## Die Aufgabe
Schreib den folgenden Textauszug über die Paddeltour auf der oberen Elbe vollständig und Wort für Wort ab.

## Textauszug
================================

Vorletzte Maiwoche 2013, also schon fast Sommer. Vier Mann, Erich, Erwin, Gerald und ich, brechen mit zwei Autos zur Paddeltour auf der oberen Elbe in Deutschland auf. Es soll gleich nach der Grenze Tschechien-Deutschland losgehen.
Dass es uns bei der Anfahrt trotz Navi gelingt, uns in Prag zu verfahren, soll eher unerwähnt bleiben. Ebenso, dass wir zunächst vergessen, uns für Tschechien an der Grenze ein Autobahnpickerl (Vignette) zu besorgen. Nicht erwähnt wird auch, dass unsere Navis in Tschechien Autobahnen anzeigen, die erst im Bau und daher noch nicht benützbar sind. Schon erwähnt zu werden verdient, dass der Wetterbericht für diese Wochen eine Katastrophe ist, weil die Wetterdienste einen Wintereinbruch melden. Keinesfalls soll aber darüber gesprochen werden, dass wir vorhaben, bei dieser Tour nicht in Zelten, sondern in Hotels zu übernachten, denn das würde der Tour ihre Abenteuerlichkeit nehmen, mit der ich später zu Hause prahlen will.

================================

## Gespeicherte Einträge
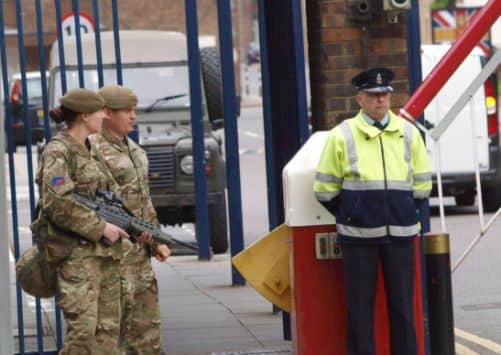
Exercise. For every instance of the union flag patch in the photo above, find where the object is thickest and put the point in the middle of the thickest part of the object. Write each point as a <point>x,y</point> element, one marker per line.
<point>58,180</point>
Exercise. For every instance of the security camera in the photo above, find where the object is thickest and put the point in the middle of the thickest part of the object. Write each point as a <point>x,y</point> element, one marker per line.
<point>361,10</point>
<point>396,5</point>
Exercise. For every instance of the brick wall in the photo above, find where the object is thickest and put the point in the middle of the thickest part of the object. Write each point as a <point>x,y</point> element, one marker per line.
<point>336,55</point>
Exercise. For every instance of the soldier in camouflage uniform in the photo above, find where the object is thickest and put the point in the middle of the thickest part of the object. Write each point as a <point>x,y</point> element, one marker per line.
<point>128,164</point>
<point>73,236</point>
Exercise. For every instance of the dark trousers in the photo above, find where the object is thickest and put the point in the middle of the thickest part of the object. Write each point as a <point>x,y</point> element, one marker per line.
<point>360,272</point>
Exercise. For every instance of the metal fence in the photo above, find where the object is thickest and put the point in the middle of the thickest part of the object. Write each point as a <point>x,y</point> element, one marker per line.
<point>41,331</point>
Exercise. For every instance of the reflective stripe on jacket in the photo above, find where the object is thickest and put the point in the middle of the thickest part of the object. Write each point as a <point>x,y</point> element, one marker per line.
<point>369,178</point>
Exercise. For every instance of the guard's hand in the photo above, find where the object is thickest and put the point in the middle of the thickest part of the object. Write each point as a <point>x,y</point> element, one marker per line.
<point>162,252</point>
<point>146,238</point>
<point>112,233</point>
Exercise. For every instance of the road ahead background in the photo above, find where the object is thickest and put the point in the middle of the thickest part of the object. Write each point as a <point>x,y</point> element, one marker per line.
<point>476,284</point>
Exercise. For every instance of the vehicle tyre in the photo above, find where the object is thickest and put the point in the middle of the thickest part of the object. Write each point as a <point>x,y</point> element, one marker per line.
<point>491,198</point>
<point>218,228</point>
<point>211,75</point>
<point>465,199</point>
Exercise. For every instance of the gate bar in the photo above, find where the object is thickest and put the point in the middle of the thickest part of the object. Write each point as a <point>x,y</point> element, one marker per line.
<point>29,161</point>
<point>268,135</point>
<point>6,346</point>
<point>78,36</point>
<point>12,175</point>
<point>231,135</point>
<point>47,133</point>
<point>43,68</point>
<point>97,35</point>
<point>60,45</point>
<point>197,131</point>
<point>116,35</point>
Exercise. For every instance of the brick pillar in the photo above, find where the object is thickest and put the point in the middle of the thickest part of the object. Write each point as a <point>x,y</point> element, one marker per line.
<point>336,54</point>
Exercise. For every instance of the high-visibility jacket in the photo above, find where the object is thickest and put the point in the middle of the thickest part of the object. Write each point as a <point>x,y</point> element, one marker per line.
<point>371,179</point>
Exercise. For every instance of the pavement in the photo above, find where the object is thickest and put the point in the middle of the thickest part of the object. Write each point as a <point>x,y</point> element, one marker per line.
<point>202,313</point>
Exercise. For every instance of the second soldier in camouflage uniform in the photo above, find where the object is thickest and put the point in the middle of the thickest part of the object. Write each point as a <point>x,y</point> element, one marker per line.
<point>128,164</point>
<point>71,235</point>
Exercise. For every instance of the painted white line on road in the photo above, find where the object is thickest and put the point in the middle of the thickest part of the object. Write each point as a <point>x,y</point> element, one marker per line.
<point>251,134</point>
<point>46,305</point>
<point>463,350</point>
<point>24,230</point>
<point>486,343</point>
<point>189,230</point>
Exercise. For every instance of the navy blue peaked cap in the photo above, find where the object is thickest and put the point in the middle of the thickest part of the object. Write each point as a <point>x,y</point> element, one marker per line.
<point>375,80</point>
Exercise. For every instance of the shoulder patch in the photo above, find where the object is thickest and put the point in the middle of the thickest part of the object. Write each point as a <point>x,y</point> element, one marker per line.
<point>57,181</point>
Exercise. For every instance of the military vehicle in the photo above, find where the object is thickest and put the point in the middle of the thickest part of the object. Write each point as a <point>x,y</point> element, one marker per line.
<point>155,65</point>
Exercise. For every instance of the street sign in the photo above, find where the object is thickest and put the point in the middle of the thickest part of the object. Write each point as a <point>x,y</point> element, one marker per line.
<point>68,24</point>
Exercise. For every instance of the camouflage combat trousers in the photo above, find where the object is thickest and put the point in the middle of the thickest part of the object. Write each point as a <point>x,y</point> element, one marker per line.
<point>88,292</point>
<point>141,328</point>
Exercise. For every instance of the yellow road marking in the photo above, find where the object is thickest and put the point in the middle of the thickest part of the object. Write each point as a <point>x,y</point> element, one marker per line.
<point>486,343</point>
<point>463,350</point>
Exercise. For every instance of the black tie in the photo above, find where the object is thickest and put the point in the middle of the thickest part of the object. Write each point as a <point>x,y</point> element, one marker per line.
<point>378,125</point>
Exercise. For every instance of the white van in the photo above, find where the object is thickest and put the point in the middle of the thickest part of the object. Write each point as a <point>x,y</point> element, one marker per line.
<point>456,144</point>
<point>155,66</point>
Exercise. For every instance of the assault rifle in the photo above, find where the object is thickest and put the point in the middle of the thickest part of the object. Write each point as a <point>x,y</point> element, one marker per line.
<point>111,208</point>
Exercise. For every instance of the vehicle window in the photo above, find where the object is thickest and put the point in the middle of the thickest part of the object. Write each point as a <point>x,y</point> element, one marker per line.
<point>34,87</point>
<point>149,83</point>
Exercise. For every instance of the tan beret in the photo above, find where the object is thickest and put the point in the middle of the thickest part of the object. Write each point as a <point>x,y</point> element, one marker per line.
<point>117,97</point>
<point>82,101</point>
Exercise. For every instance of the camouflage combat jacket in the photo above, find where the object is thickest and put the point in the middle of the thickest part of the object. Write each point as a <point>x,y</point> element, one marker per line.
<point>128,164</point>
<point>66,227</point>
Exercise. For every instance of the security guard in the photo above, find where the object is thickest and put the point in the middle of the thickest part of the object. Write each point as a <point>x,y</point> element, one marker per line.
<point>372,175</point>
<point>141,331</point>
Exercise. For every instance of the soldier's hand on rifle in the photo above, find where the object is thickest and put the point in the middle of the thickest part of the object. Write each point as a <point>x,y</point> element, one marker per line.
<point>162,252</point>
<point>146,237</point>
<point>112,233</point>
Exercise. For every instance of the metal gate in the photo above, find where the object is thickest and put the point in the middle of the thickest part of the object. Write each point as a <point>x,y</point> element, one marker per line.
<point>37,324</point>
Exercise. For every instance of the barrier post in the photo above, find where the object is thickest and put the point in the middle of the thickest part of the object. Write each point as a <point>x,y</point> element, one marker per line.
<point>439,286</point>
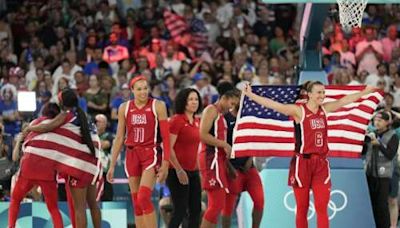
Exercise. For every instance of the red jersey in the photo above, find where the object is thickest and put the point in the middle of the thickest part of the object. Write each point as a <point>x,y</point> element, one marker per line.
<point>141,124</point>
<point>312,132</point>
<point>187,141</point>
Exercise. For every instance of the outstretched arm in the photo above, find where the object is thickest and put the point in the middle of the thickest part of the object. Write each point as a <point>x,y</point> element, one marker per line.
<point>286,109</point>
<point>335,105</point>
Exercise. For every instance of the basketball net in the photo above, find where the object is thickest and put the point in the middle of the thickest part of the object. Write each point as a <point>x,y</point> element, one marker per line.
<point>351,13</point>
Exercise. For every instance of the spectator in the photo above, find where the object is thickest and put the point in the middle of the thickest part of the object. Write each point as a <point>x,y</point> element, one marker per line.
<point>347,58</point>
<point>369,52</point>
<point>114,52</point>
<point>278,42</point>
<point>390,42</point>
<point>97,101</point>
<point>373,79</point>
<point>9,111</point>
<point>116,102</point>
<point>81,82</point>
<point>172,59</point>
<point>381,148</point>
<point>106,15</point>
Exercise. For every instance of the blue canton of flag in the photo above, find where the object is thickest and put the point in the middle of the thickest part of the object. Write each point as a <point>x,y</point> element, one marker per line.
<point>282,94</point>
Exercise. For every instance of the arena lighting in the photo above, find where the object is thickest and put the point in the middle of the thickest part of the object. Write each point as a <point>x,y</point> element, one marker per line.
<point>26,101</point>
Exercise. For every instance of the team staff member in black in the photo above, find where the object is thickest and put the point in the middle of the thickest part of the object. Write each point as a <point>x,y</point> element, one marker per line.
<point>184,181</point>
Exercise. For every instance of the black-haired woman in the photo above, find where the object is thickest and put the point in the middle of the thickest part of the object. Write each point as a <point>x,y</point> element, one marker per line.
<point>81,191</point>
<point>184,181</point>
<point>33,171</point>
<point>214,151</point>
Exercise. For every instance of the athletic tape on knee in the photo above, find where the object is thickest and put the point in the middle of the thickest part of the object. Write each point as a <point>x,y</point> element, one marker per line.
<point>144,199</point>
<point>164,129</point>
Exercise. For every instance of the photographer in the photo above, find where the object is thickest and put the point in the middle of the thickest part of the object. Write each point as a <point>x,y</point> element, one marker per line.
<point>381,148</point>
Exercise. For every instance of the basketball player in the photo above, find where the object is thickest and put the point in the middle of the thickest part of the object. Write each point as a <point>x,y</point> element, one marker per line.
<point>33,171</point>
<point>309,168</point>
<point>247,179</point>
<point>82,191</point>
<point>141,119</point>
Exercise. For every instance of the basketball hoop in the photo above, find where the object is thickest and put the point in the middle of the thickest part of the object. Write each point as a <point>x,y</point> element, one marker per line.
<point>351,13</point>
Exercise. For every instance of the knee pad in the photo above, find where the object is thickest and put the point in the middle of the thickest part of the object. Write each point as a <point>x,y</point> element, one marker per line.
<point>136,207</point>
<point>144,200</point>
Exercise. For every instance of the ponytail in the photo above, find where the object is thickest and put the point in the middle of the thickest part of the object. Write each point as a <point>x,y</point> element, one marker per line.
<point>85,132</point>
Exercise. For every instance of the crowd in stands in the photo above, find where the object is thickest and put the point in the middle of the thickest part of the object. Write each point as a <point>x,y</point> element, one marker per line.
<point>96,47</point>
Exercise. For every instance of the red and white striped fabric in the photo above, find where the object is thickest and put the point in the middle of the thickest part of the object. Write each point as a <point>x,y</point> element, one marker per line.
<point>258,135</point>
<point>175,24</point>
<point>63,150</point>
<point>199,41</point>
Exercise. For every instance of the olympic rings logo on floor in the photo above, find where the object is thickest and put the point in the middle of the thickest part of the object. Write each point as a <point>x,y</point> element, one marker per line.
<point>337,202</point>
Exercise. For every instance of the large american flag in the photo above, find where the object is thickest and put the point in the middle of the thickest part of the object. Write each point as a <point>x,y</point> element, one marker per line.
<point>63,150</point>
<point>263,132</point>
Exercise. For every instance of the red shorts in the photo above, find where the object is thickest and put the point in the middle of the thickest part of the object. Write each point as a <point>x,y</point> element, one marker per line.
<point>139,159</point>
<point>244,181</point>
<point>213,175</point>
<point>309,171</point>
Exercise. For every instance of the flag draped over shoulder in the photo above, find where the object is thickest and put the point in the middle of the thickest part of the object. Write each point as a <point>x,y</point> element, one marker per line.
<point>263,132</point>
<point>63,150</point>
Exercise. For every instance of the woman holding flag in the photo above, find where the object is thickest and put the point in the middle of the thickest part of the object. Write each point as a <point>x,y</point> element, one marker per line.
<point>140,120</point>
<point>28,177</point>
<point>214,152</point>
<point>309,168</point>
<point>82,190</point>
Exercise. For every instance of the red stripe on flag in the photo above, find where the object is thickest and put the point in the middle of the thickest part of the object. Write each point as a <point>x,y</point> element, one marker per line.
<point>263,139</point>
<point>252,125</point>
<point>73,152</point>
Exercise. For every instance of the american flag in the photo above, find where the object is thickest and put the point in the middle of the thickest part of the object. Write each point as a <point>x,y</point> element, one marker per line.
<point>63,150</point>
<point>263,132</point>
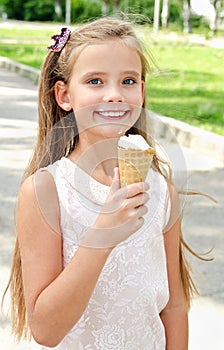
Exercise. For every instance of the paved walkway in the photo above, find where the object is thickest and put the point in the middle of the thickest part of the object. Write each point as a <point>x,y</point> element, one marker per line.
<point>203,223</point>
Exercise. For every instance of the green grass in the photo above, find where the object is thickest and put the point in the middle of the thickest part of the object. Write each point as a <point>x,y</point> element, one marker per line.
<point>187,86</point>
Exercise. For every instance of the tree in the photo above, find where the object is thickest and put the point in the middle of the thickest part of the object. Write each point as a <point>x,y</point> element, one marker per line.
<point>187,16</point>
<point>218,6</point>
<point>115,5</point>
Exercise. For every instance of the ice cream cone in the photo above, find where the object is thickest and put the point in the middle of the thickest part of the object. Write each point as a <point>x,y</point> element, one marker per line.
<point>134,164</point>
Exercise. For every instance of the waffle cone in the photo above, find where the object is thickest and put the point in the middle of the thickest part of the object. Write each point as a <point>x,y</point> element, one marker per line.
<point>134,164</point>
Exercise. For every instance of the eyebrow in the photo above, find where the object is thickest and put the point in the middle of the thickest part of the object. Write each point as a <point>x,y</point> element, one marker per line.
<point>101,73</point>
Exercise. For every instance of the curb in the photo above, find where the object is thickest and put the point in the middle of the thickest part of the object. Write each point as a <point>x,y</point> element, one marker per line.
<point>199,140</point>
<point>22,69</point>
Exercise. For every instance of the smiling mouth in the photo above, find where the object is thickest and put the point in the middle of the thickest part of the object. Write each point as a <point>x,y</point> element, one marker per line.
<point>112,114</point>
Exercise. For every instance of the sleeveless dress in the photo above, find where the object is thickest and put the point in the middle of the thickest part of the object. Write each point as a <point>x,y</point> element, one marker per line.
<point>132,289</point>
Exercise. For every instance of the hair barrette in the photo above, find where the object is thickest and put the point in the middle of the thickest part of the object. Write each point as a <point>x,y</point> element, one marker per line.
<point>60,40</point>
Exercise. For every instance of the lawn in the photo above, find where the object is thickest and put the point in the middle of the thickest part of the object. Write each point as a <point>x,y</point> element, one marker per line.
<point>187,84</point>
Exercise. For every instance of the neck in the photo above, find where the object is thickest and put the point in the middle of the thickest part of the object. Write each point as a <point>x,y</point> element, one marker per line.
<point>98,159</point>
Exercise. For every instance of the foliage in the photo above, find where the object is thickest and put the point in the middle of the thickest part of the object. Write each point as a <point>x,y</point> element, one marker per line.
<point>83,10</point>
<point>41,10</point>
<point>188,86</point>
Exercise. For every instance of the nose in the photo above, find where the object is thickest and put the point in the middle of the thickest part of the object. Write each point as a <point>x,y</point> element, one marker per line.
<point>113,94</point>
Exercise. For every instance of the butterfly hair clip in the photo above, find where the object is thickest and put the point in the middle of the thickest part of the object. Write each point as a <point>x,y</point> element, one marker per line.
<point>60,40</point>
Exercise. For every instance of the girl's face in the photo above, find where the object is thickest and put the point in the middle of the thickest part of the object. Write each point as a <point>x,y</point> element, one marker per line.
<point>105,90</point>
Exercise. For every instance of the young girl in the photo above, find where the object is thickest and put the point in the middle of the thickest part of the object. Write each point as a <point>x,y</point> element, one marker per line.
<point>97,266</point>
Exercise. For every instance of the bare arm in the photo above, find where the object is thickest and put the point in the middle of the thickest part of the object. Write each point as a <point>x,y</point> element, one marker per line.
<point>175,314</point>
<point>56,298</point>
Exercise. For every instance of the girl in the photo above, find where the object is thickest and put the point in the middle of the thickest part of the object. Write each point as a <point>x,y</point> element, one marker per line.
<point>97,266</point>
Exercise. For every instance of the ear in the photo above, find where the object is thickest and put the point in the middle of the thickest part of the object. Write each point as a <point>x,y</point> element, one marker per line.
<point>61,95</point>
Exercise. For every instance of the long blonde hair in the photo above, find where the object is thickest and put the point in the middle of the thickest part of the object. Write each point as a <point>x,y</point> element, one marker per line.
<point>58,66</point>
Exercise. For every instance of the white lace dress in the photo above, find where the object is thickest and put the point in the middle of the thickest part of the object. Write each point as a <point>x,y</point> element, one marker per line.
<point>123,312</point>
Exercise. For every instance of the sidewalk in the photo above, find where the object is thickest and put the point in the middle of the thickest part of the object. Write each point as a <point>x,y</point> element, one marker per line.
<point>203,224</point>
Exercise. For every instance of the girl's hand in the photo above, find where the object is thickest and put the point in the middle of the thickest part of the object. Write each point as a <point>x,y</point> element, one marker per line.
<point>121,215</point>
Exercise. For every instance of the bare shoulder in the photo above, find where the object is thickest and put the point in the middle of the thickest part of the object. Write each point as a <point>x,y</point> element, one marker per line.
<point>38,200</point>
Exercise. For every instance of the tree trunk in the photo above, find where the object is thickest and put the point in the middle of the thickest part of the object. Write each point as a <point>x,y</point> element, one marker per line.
<point>187,16</point>
<point>156,16</point>
<point>165,13</point>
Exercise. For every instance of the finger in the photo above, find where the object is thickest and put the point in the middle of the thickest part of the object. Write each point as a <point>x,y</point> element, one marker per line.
<point>116,181</point>
<point>136,201</point>
<point>135,189</point>
<point>141,211</point>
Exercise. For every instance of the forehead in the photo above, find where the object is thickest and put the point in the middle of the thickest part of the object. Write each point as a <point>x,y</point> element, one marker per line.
<point>109,55</point>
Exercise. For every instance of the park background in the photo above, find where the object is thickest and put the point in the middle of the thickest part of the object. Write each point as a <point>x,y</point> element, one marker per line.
<point>186,45</point>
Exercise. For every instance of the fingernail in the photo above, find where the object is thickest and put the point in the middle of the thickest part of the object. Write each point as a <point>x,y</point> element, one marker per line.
<point>146,186</point>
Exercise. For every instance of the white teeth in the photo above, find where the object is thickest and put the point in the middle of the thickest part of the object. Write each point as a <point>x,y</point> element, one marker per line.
<point>112,114</point>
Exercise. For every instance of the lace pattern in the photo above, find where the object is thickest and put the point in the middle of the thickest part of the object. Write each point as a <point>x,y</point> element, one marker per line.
<point>123,312</point>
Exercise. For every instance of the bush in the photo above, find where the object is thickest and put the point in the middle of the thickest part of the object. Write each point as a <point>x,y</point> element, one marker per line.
<point>85,9</point>
<point>41,10</point>
<point>14,9</point>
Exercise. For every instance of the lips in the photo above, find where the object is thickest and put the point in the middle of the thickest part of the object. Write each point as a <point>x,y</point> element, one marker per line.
<point>112,114</point>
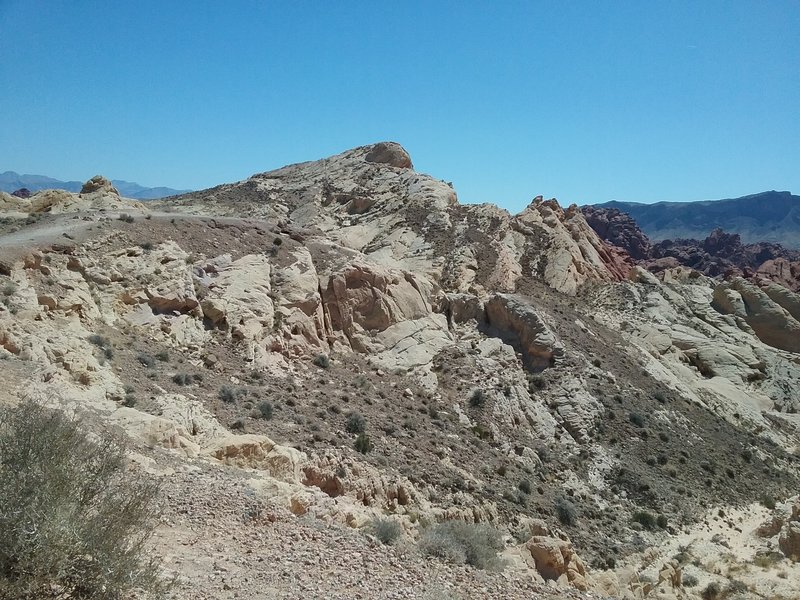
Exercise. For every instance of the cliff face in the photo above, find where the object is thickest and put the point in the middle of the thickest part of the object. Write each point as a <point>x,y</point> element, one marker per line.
<point>503,367</point>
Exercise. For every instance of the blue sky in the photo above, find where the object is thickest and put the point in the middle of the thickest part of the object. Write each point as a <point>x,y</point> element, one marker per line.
<point>585,101</point>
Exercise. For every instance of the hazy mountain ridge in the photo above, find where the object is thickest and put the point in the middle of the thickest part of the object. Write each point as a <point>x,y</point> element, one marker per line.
<point>765,217</point>
<point>11,181</point>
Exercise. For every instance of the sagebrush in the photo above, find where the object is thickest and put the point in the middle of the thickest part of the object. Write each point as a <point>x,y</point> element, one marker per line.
<point>459,542</point>
<point>73,523</point>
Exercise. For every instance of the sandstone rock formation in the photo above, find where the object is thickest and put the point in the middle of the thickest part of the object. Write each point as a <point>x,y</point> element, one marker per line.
<point>350,343</point>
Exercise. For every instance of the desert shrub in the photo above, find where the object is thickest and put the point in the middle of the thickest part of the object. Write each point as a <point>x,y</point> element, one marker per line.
<point>355,423</point>
<point>363,444</point>
<point>475,544</point>
<point>73,522</point>
<point>265,410</point>
<point>477,398</point>
<point>735,587</point>
<point>228,393</point>
<point>322,361</point>
<point>566,511</point>
<point>182,379</point>
<point>645,519</point>
<point>148,360</point>
<point>388,531</point>
<point>689,580</point>
<point>711,592</point>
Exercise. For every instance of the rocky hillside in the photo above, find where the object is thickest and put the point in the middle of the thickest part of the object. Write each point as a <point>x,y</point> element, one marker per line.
<point>305,354</point>
<point>719,254</point>
<point>765,217</point>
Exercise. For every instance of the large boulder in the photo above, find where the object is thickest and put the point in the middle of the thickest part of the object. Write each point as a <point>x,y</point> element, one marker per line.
<point>556,560</point>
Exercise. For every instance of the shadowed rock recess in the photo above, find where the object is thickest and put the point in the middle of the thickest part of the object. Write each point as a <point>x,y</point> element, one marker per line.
<point>305,354</point>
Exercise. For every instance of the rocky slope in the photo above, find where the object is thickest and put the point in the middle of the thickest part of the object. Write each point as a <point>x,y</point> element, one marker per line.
<point>719,254</point>
<point>507,369</point>
<point>766,217</point>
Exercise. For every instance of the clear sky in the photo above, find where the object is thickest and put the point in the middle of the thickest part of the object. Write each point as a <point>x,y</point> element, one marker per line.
<point>585,101</point>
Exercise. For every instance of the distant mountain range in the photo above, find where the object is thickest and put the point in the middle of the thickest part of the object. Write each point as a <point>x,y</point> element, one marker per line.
<point>10,181</point>
<point>765,217</point>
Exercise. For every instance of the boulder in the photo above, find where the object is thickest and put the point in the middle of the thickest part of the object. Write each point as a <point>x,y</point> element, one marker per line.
<point>556,560</point>
<point>98,183</point>
<point>258,452</point>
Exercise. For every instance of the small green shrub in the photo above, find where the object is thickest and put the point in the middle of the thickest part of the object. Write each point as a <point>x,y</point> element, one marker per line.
<point>228,393</point>
<point>182,379</point>
<point>388,531</point>
<point>566,511</point>
<point>355,423</point>
<point>148,360</point>
<point>322,361</point>
<point>363,444</point>
<point>645,519</point>
<point>74,522</point>
<point>458,542</point>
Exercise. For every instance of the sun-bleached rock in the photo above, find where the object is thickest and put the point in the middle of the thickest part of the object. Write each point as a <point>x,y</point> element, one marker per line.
<point>773,324</point>
<point>258,452</point>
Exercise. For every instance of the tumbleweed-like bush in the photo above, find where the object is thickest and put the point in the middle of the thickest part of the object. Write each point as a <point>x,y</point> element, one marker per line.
<point>73,523</point>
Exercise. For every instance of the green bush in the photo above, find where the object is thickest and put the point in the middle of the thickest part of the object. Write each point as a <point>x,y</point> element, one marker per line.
<point>566,511</point>
<point>182,379</point>
<point>475,544</point>
<point>228,393</point>
<point>73,523</point>
<point>363,444</point>
<point>388,531</point>
<point>356,423</point>
<point>645,519</point>
<point>711,592</point>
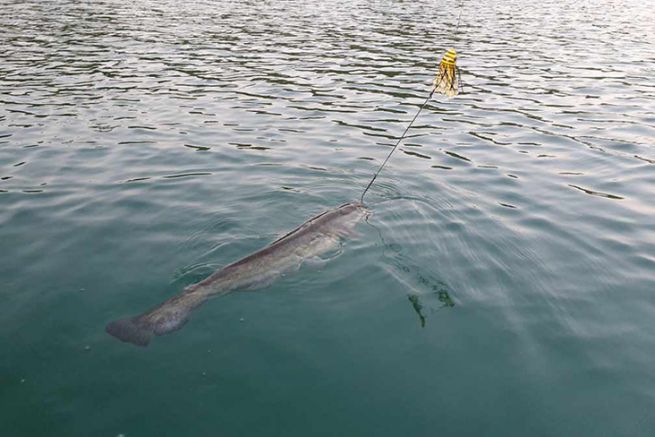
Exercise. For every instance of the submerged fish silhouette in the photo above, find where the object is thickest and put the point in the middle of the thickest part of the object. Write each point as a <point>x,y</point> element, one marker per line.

================================

## Antwort
Vorletzte Maiwoche 2013, also schon fast Sommer. Vier Mann, Erich, Erwin, Gerald und ich, brechen mit zwei Autos zur Paddeltour auf der oberen Elbe in Deutschland auf. Es soll gleich nach der Grenze Tschechien-Deutschland losgehen.
Dass es uns bei der Anfahrt trotz Navi gelingt, uns in Prag zu verfahren, soll eher unerwähnt bleiben. Ebenso, dass wir zunächst vergessen, uns für Tschechien an der Grenze ein Autobahnpickerl (Vignette) zu besorgen. Nicht erwähnt wird auch, dass unsere Navis in Tschechien Autobahnen anzeigen, die erst im Bau und daher noch nicht benützbar sind. Schon erwähnt zu werden verdient, dass der Wetterbericht für diese Wochen eine Katastrophe ist, weil die Wetterdienste einen Wintereinbruch melden. Keinesfalls soll aber darüber gesprochen werden, dass wir vorhaben, bei dieser Tour nicht in Zelten, sondern in Hotels zu übernachten, denn das würde der Tour ihre Abenteuerlichkeit nehmen, mit der ich später zu Hause prahlen will.